大部分的 DataStream API 的算子的输出是单一输出,也就是某种数据类型的流。除了 split 算子,可以将一条流分成多条流,这些流的数据类型也都相同。processfunction 的 side outputs 功能可以产生多条流,并且这些流的数据类型可以不一样。一个 sideoutput 可以定义为 OutputTag[X]对象,X 是输出流的数据类型。processfunction 可以通过 Context 对象发射一个事件到一个或者多个 side outputs。
下面的代码演示了低于32F的温度信息进入到测输出流"freezing alert"中。
object SideOutputTest {
def main(args: Array[String]): Unit = {
val env = StreamExecutionEnvironment.getExecutionEnvironment
env.setParallelism(1)
env.setStreamTimeCharacteristic(TimeCharacteristic.EventTime)
val socketStream = env.socketTextStream("hadoop102", 7777)
val dataStream: DataStream[SensorReading] = socketStream.map(d => {
val arr = d.split(",")
SensorReading(arr(0).trim, arr(1).trim.toLong, arr(2).toDouble)
})
.assignTimestampsAndWatermarks(new BoundedOutOfOrdernessTimestampExtractor[SensorReading](Time.seconds(1)) {
override def extractTimestamp(t: SensorReading): Long = t.timestamp * 1000
})
//低温报警处理
val processStream = dataStream.process(new FreezingAlert)
//打印主输出流
processStream.print("process stream")
//打印侧输出流。先得到某个测输出流。
processStream.getSideOutput(new OutputTag[String]("freezing alert")).print("freezing alert")

********************

> [要做的事]
(1) 在侧输出流这段文字的代码里，找出所有以“env.”开头调用的方法，只写方法名。
(2) 根据侧输出流这段文字，回答下面几个问题：
(a) 一个 sideoutput 可以定义成什么对象？
(b) 代码把并行度设成了多少？
(c) socketTextStream 连接的主机名和端口各是什么？
(3) 请从侧输出流这段文字停下的地方接着往下写。

> [给定资料]
********************

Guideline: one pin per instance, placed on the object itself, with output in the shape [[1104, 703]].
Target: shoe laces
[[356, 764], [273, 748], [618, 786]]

********************

> [任务结果]
(1)
setParallelism
setStreamTimeCharacteristic
socketTextStream

(2)
(a) OutputTag[X] 对象，X 是输出流的数据类型。
(b) 1。
(c) 主机名是 hadoop102，端口是 7777。

(3)
env.execute("window test")
}
}
class FreezingAlert extends ProcessFunction[SensorReading, SensorReading] {
lazy val tag = new OutputTag[String]("freezing alert")
override def processElement(value: SensorReading,
ctx: ProcessFunction[SensorReading, SensorReading]#Context,
collector: Collector[SensorReading]): Unit = {
if (value.temperature<32){
//侧输出流
ctx.output(tag,"freezing alert for " + value.temperature)
}else{
//主输出流
collector.collect(value)
}
}
}
端口数据
[atguigu@hadoop102 ~]$ nc -lk 7777 sensor_1, 1547718200, 30 sensor_1, 1547718200, 25 sensor_1, 1547718200, 35
控制台打印
freezing alert> freezing alert for 30.0 freezing alert> freezing alert for 25.0 process stream> SensorReading(sensor_1,1547718200,35.0)